- TEKS SUMBER
Ticker

6/recent/ticker-posts

Ad Code

Responsive Advertisement

Inilah Kondisi Desaku, Desa Ketangga

Ketangga. SK_Desa Ketangga merupakan desa hilir dan sebagai pengguna air yang berasal dari kawasan hutan lemor, saat ini juga ikut merasakan dampak dari menyusutnya jumlah dan debit air di dalam kawasan tersebut. 


Ini dapat terlihat setiap musim kemarau air yang mengalir ke desa Ketangga sangat kecil khususnya bagi masyarakat yang menggunakan perpipaan atau air ker. Tidak seperti tahun – tahun yang lalu, yang masih melimpah ruah. Akan tetapi kondisi sekarang ini sangat berbanding terbalik di mana jika desa hulu mengalami kekurangan air, maka otomatis desa Ketangga juga akan merasakan hal yang sama.

Hingga saat ini pemerintah desa telah merancang pengelolaan air berbasis kawasan. Dengen bersinergi antara desa hulu yaitu Desa Suela. Dimana Desa Suela sendiri telah mengelola PAMDes. PAMDesa tersebut akan mengaliri kawasan hilir, yaitu Desa Ketangga. Dan pihak desa juga telah menanggapi kerjasama anatar Desa Ketangga dan Dsa Suela.

- PETUNJUK TUGAS 1
Tentukan apakah setiap pernyataan berikut sesuai dengan teks tentang kondisi air di Desa Ketangga. Jawab ya atau tidak untuk masing-masing, lalu sertakan kutipan persis dari teks yang menjadi dasar jawaban.
(a) Desa Ketangga adalah desa hulu.
(b) Desa Suela telah mengelola PAMDes.
(c) Pada musim kemarau, air yang mengalir ke Desa Ketangga masih melimpah.

- DATA YANG DISEDIAKAN
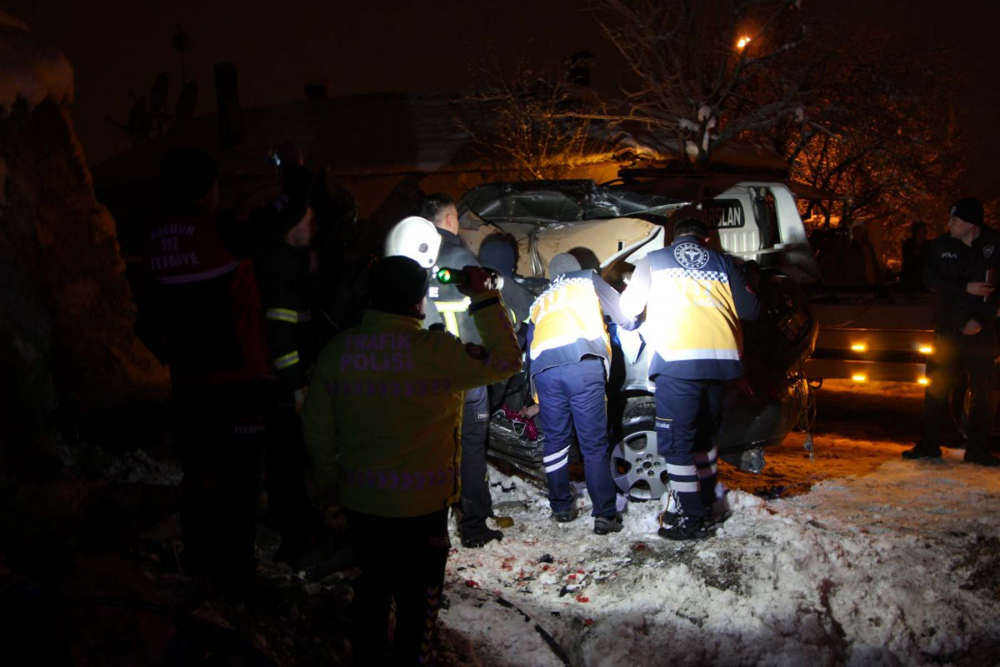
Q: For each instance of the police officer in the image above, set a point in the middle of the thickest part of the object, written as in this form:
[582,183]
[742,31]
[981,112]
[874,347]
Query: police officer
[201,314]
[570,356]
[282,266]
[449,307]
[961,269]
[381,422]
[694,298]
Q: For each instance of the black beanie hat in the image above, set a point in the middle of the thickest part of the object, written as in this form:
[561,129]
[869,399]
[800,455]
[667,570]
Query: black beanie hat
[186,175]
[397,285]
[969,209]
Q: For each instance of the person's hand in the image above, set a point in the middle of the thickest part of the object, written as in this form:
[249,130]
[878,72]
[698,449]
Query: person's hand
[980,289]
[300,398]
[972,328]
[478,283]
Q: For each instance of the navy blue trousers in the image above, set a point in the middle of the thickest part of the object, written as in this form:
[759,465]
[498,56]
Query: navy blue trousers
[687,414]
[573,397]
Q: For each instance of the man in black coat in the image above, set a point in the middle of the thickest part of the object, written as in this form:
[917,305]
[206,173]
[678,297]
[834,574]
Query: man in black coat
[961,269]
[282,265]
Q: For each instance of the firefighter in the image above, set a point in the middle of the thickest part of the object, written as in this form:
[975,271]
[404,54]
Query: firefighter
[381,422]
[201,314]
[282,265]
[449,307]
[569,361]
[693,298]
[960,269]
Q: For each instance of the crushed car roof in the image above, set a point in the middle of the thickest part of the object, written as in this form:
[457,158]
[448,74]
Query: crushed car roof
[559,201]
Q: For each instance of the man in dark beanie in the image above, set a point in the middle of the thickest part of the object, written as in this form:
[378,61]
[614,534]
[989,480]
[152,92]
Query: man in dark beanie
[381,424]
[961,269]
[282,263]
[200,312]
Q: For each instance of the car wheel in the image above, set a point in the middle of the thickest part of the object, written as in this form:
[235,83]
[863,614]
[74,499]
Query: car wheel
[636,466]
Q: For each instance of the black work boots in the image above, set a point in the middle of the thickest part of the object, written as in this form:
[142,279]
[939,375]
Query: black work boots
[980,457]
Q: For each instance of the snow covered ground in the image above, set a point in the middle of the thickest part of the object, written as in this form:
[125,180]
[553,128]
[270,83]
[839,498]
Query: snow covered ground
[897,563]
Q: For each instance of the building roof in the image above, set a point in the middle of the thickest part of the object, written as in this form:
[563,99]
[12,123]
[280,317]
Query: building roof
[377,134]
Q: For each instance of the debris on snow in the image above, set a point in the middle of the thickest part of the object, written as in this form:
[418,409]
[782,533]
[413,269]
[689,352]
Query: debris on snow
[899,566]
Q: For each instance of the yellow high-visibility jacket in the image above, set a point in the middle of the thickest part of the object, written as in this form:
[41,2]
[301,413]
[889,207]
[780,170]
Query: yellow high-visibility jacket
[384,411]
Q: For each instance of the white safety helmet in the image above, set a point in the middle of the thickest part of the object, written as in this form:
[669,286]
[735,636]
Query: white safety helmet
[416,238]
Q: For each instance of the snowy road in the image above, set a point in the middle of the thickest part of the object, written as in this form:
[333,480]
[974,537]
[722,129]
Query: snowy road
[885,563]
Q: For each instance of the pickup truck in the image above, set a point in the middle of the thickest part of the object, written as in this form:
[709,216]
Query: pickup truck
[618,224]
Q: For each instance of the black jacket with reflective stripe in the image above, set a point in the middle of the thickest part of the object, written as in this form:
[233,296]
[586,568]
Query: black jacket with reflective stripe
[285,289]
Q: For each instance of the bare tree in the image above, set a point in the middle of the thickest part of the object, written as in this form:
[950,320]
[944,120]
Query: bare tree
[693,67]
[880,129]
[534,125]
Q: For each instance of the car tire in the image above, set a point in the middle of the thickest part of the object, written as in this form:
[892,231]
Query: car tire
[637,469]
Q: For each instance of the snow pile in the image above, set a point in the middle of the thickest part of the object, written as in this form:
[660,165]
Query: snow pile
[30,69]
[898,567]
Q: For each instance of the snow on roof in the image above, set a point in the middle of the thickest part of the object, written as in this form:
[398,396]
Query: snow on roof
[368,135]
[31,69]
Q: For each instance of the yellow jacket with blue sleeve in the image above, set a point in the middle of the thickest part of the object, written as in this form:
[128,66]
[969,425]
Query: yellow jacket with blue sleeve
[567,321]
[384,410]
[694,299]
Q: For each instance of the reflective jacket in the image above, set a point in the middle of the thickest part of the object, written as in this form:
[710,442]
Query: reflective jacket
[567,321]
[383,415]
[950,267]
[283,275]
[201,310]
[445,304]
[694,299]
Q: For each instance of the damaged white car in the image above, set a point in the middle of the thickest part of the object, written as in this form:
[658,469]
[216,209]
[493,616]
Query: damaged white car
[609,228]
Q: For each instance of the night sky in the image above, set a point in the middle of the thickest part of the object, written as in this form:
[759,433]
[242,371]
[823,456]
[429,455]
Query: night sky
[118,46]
==
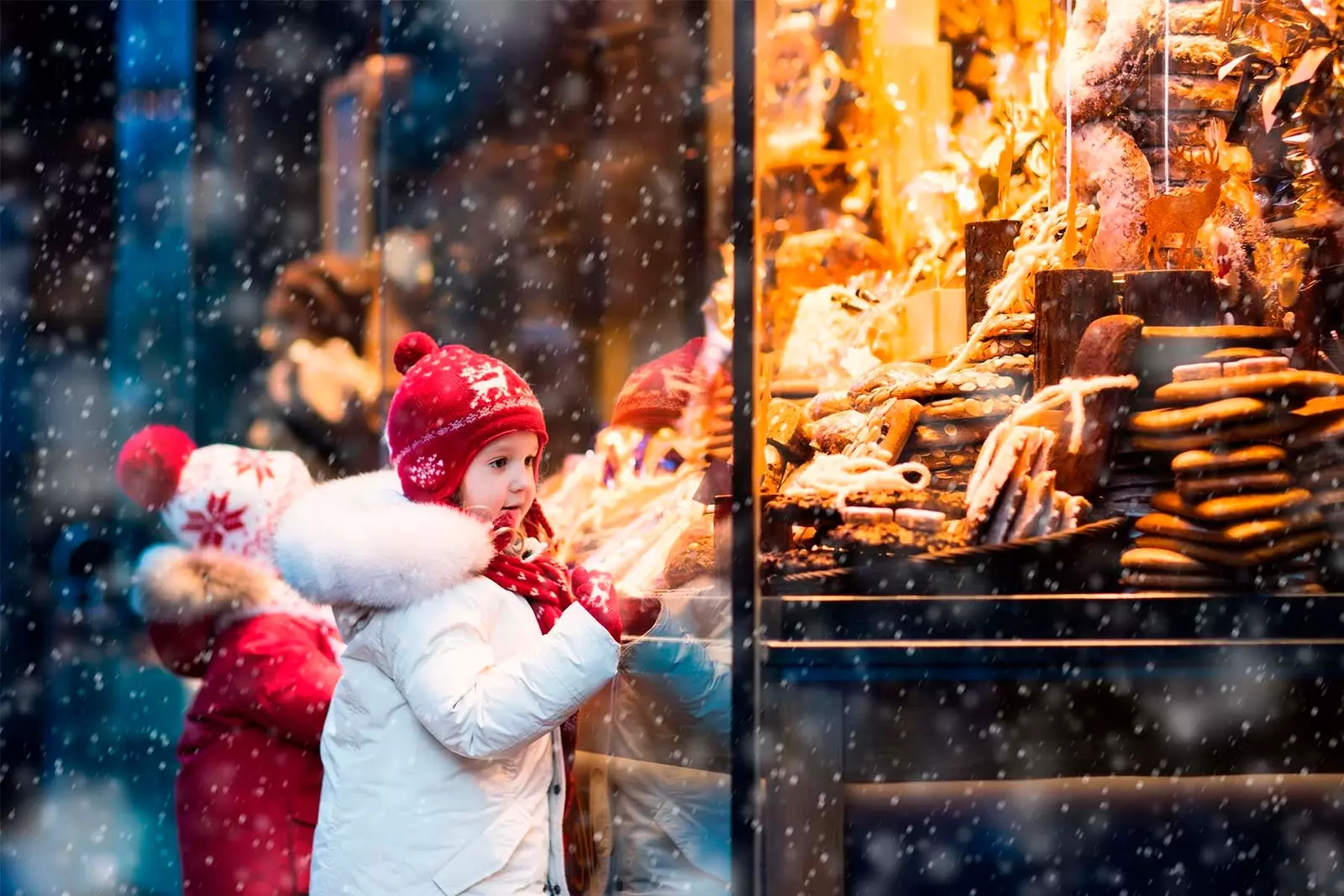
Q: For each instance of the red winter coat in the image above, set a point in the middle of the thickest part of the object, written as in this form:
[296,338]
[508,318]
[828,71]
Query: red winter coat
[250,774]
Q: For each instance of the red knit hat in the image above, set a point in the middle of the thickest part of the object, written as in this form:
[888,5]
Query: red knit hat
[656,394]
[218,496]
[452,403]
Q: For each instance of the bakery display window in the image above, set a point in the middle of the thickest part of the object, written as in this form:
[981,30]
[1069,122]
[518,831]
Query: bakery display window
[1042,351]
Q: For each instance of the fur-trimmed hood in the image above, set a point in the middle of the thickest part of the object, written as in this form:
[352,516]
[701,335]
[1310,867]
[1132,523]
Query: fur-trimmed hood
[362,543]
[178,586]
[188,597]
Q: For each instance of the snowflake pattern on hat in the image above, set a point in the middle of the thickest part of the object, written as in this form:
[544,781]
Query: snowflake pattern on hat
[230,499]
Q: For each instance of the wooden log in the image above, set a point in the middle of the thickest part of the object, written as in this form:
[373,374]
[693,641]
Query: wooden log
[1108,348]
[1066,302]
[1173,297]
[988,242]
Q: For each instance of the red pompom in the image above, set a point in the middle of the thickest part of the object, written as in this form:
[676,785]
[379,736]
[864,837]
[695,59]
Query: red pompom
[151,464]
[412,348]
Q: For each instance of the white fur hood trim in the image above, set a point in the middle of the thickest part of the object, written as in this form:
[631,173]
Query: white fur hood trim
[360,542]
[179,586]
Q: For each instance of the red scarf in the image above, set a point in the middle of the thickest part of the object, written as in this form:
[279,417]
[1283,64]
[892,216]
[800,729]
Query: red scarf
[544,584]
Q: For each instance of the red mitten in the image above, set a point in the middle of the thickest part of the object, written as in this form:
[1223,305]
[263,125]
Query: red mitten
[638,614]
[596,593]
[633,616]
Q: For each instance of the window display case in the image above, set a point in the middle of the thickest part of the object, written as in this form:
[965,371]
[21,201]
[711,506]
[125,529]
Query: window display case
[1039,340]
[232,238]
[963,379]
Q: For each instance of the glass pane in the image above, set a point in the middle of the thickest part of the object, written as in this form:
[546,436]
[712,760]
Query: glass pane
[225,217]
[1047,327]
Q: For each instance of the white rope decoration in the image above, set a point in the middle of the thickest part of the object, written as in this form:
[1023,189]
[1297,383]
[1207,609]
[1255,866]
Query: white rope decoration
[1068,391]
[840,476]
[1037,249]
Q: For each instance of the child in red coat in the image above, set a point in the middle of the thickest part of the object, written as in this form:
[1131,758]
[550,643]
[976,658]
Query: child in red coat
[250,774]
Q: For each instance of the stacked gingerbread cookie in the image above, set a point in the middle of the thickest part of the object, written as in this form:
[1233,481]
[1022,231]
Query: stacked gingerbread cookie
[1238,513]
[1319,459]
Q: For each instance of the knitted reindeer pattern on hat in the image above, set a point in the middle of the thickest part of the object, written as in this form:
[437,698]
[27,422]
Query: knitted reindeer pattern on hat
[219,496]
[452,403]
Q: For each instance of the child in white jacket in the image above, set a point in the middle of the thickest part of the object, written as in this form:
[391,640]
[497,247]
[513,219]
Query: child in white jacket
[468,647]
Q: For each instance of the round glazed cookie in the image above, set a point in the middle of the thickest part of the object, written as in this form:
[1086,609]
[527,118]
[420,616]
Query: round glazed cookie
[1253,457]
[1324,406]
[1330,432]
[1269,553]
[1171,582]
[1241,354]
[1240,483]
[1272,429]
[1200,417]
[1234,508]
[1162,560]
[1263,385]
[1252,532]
* * *
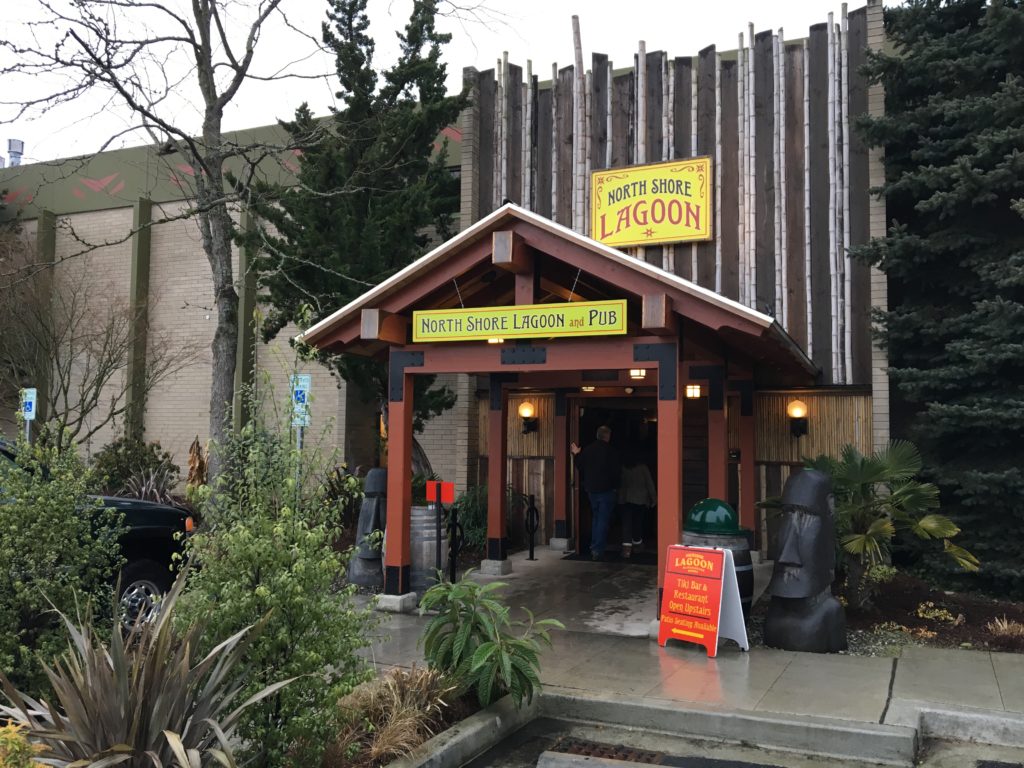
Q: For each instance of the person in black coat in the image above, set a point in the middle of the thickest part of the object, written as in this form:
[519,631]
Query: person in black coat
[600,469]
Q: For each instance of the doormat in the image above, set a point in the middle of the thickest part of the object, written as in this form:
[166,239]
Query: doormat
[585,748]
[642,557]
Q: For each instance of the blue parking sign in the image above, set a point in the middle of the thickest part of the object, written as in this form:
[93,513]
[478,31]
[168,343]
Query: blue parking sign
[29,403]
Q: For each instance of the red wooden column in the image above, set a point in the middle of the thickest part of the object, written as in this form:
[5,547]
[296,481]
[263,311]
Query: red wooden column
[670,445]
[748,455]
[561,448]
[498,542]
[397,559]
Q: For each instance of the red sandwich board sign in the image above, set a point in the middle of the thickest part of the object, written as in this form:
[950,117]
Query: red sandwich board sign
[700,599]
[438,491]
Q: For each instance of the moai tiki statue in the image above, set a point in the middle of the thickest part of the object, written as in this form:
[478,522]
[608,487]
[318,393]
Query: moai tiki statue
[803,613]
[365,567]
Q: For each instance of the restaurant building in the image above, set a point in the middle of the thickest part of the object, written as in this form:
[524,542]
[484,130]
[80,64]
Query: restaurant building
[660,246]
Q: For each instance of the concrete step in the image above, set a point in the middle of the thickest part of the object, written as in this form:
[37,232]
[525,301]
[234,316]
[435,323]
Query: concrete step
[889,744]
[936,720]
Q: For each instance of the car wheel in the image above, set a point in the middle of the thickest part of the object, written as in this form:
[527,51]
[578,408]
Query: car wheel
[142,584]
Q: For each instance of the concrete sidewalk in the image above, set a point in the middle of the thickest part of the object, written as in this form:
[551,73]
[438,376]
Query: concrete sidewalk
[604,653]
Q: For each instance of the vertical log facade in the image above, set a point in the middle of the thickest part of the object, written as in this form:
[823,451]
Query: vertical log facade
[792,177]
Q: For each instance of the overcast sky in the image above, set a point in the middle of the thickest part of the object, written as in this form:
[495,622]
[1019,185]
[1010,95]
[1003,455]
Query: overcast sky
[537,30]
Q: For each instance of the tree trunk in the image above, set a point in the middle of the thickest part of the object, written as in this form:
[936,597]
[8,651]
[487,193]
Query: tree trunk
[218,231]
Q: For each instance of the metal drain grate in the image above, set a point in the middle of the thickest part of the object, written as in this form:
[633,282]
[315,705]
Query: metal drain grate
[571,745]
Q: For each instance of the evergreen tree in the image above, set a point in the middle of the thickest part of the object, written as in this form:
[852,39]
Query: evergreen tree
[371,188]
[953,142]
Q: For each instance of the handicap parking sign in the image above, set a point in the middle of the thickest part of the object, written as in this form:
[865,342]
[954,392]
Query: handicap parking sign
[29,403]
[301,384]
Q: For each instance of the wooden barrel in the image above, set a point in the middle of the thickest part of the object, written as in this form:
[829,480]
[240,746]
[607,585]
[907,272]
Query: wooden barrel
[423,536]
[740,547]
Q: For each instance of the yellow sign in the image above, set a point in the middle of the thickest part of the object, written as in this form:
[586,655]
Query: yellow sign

- PETUNJUK TUGAS 2
Temukan setiap baris dalam data di atas yang memuat kata "wooden", lalu salin semua baris tersebut.

- JAWABAN SOAL 1
(a) Tidak: "Desa Ketangga merupakan desa hilir"
(b) Ya: "Desa Suela sendiri telah mengelola PAMDes"
(c) Tidak: "setiap musim kemarau air yang mengalir ke desa Ketangga sangat kecil"

- JAWABAN SOAL 2
Q: For each instance of the wooden log in the image above, set a point in the middle of the thickest part of the object, written as in this form:
Query: wooden log
Q: For each instance of the red wooden column in the image above, set a point in the middle of the thickest part of the object, written as in this form:
Query: red wooden column
Q: For each instance of the wooden barrel in the image above, set a point in the middle of the thickest part of the object, written as in this form:
Query: wooden barrel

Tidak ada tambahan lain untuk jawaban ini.